## Exercise
Each line of the listing that includes the string "wood" is to be identified and copied.

## Data
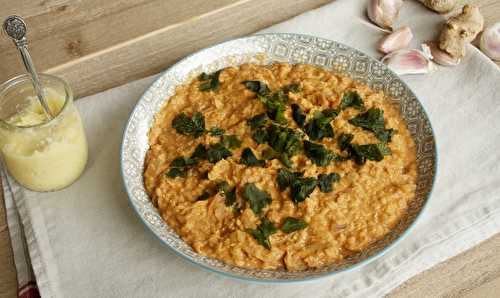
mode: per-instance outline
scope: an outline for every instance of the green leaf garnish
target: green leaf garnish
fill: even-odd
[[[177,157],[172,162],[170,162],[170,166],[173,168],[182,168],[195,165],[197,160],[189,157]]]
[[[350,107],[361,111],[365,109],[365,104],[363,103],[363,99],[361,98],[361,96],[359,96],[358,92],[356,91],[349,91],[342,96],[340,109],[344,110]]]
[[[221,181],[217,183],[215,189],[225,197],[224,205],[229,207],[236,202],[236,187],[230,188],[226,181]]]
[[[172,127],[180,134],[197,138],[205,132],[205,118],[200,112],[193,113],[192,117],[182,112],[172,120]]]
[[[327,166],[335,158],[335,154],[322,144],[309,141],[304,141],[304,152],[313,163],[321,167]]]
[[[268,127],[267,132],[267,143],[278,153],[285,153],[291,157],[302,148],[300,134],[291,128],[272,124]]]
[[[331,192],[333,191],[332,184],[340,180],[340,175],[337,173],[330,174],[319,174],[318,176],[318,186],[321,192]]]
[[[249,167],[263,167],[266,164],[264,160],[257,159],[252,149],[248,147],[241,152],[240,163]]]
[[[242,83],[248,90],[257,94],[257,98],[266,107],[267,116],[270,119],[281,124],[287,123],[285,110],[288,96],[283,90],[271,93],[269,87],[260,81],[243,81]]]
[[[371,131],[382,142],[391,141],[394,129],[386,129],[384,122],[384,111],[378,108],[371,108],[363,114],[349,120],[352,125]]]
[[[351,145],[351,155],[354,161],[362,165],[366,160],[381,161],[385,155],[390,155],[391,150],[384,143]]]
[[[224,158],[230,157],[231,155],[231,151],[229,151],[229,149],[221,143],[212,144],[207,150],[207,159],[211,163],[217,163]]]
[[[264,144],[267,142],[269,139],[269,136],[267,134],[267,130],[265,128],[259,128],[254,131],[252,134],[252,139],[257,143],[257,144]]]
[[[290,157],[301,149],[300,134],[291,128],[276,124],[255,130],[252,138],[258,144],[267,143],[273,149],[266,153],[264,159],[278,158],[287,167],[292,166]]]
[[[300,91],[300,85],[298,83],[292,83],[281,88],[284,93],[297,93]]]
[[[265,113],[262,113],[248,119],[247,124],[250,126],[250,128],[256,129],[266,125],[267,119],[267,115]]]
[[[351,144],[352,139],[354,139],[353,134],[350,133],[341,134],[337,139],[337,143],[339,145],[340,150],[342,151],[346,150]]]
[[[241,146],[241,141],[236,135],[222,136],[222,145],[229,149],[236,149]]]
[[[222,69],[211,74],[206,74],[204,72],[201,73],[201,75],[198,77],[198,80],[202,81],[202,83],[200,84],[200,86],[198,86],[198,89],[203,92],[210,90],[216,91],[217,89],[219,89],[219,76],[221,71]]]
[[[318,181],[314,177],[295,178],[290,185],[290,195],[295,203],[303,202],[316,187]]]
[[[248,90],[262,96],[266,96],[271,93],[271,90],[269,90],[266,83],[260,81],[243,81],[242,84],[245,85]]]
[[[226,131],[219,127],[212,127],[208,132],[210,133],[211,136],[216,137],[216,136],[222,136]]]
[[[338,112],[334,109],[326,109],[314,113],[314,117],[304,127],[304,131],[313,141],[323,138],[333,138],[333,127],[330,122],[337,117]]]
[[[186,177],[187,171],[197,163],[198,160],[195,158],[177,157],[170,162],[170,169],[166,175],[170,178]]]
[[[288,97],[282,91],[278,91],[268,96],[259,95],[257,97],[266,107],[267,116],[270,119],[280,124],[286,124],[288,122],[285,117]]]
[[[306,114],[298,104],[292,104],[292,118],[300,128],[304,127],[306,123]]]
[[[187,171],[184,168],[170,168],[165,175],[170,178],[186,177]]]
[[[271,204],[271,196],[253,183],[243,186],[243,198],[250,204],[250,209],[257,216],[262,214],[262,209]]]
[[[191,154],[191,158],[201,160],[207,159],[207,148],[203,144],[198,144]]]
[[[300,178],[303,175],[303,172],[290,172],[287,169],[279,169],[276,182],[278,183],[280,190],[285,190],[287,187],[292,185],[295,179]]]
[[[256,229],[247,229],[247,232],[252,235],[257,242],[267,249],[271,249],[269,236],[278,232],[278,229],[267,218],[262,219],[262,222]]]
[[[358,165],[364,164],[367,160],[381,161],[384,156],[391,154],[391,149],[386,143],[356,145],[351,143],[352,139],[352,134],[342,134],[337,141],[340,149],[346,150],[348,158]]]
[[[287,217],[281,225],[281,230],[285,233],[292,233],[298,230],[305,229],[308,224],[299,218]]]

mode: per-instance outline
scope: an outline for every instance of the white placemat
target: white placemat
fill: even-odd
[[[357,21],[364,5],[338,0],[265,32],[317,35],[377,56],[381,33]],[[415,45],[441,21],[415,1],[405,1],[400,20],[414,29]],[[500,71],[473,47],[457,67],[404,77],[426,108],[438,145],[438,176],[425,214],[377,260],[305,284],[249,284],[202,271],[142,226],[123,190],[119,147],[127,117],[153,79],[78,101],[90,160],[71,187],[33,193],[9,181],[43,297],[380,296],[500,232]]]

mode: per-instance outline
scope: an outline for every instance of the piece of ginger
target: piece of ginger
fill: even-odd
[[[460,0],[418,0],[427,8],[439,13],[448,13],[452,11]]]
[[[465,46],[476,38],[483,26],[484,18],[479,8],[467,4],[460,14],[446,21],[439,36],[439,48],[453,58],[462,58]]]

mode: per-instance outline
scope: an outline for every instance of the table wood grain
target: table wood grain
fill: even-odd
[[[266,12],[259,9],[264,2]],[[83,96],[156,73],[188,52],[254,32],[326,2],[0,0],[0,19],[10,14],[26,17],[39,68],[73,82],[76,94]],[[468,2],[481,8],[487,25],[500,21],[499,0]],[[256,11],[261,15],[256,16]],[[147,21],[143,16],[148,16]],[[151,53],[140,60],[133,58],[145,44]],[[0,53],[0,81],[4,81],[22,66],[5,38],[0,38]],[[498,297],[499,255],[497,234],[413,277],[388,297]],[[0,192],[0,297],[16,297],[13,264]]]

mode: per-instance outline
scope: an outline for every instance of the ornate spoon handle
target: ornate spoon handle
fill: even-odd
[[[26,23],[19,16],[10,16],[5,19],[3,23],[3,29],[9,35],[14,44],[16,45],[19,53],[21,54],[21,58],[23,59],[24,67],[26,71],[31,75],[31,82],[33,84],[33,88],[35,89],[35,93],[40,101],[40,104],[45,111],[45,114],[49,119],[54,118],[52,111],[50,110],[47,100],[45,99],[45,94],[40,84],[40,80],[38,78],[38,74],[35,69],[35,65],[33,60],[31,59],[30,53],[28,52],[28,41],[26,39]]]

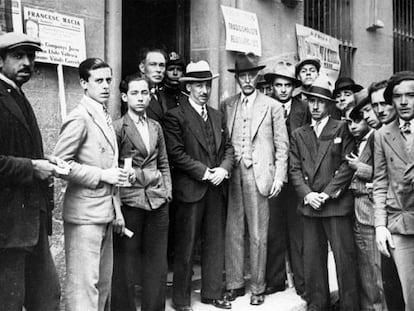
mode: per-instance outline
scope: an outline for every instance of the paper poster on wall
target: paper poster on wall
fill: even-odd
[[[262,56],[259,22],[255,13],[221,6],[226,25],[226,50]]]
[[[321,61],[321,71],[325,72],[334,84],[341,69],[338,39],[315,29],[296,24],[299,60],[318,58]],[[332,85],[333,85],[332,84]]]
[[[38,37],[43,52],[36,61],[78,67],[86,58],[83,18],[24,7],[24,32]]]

## Task result
scope: an outline for every instance of the table wood grain
target: table wood grain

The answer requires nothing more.